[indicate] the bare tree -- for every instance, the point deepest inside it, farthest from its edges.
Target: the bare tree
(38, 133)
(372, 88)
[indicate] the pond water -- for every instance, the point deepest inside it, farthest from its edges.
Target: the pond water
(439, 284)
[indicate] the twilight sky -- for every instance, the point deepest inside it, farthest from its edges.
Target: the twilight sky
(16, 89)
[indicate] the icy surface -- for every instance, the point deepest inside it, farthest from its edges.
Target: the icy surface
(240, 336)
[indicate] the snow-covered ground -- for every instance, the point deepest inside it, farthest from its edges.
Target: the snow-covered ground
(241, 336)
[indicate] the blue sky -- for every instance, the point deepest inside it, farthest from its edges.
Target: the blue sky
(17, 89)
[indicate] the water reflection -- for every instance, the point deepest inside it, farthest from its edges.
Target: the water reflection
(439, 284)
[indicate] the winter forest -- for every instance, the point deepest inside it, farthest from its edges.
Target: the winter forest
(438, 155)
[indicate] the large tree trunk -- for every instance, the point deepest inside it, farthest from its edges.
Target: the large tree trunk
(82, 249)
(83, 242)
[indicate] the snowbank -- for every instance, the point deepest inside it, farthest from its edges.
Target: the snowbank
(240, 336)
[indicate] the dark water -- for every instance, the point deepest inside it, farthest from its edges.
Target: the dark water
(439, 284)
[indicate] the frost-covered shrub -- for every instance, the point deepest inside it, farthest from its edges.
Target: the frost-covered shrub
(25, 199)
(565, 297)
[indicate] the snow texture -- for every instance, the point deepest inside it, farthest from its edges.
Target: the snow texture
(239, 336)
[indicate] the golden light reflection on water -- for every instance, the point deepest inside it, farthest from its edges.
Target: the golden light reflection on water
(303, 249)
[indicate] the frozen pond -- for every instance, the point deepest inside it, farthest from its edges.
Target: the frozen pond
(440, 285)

******

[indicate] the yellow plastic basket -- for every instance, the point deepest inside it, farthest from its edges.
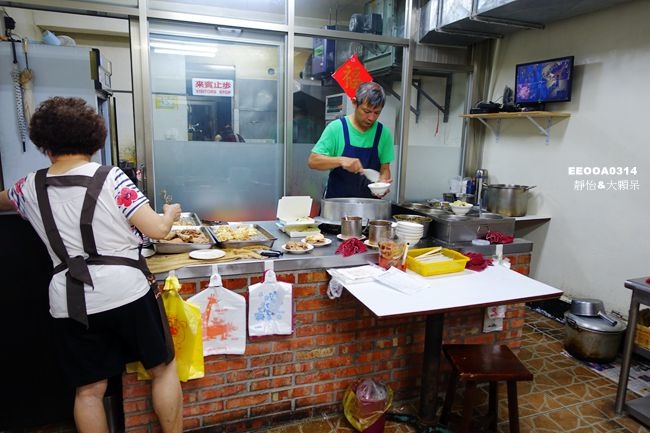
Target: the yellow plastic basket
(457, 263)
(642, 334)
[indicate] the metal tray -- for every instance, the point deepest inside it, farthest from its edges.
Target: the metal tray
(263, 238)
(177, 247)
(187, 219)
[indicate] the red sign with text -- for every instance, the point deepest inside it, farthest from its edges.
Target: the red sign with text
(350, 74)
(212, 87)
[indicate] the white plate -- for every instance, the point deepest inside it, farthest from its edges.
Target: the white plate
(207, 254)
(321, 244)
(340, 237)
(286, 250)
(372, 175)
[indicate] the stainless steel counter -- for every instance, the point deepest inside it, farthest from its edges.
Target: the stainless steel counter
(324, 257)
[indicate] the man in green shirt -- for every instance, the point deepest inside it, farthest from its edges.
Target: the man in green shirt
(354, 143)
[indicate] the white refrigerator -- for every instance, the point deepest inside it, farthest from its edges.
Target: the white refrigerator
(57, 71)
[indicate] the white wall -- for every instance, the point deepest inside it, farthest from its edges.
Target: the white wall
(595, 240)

******

* _Task item_:
Look above for the line containing "Target: the snow texture" and the line containing "[indicate] the frozen". Transcribe both, with the lines between them, exactly.

* _Solved problem_:
Target: the snow texture
(239, 336)
[indicate] the golden light reflection on water -- for every instance, the point deepest inside it, farthest from its edges.
Target: the golden light reflection on water
(303, 249)
[indicate] the frozen pond -- for every instance, the point deepest inside it, farthest from its edges.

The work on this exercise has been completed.